_EXERCISE INPUTS_
## Start

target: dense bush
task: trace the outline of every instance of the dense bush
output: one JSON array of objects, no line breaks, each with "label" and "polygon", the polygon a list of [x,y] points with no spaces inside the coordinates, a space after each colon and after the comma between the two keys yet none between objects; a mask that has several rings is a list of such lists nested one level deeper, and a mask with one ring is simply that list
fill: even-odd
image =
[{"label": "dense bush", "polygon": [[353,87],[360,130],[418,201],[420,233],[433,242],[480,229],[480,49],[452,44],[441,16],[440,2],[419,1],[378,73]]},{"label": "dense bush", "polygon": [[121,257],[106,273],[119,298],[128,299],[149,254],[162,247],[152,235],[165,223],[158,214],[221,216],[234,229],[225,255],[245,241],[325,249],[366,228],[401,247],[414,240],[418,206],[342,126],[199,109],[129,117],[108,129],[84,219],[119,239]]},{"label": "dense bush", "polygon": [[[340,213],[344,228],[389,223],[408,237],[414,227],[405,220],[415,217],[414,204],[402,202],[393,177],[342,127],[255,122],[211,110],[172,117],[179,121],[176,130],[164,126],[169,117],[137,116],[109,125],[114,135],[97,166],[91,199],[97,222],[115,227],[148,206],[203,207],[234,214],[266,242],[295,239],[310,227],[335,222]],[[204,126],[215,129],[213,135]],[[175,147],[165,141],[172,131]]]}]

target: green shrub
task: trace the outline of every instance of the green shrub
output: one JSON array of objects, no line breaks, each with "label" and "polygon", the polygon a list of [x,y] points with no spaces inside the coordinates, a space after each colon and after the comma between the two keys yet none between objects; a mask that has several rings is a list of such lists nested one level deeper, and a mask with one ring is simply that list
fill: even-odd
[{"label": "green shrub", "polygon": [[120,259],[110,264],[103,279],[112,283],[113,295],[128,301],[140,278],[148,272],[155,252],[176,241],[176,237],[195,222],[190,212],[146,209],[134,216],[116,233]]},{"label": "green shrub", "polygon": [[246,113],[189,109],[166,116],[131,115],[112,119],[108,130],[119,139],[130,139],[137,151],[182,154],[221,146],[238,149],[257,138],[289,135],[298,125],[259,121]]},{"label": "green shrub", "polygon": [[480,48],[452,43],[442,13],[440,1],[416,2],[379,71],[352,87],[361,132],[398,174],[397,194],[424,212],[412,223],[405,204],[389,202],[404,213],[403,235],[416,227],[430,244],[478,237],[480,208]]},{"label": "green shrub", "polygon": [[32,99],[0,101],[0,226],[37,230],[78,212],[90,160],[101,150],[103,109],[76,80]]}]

## End

_GIVEN EXERCISE_
Say how many lines in the listing above contain the word "every". Give only the number.

_ANSWER TO THE EXERCISE_
2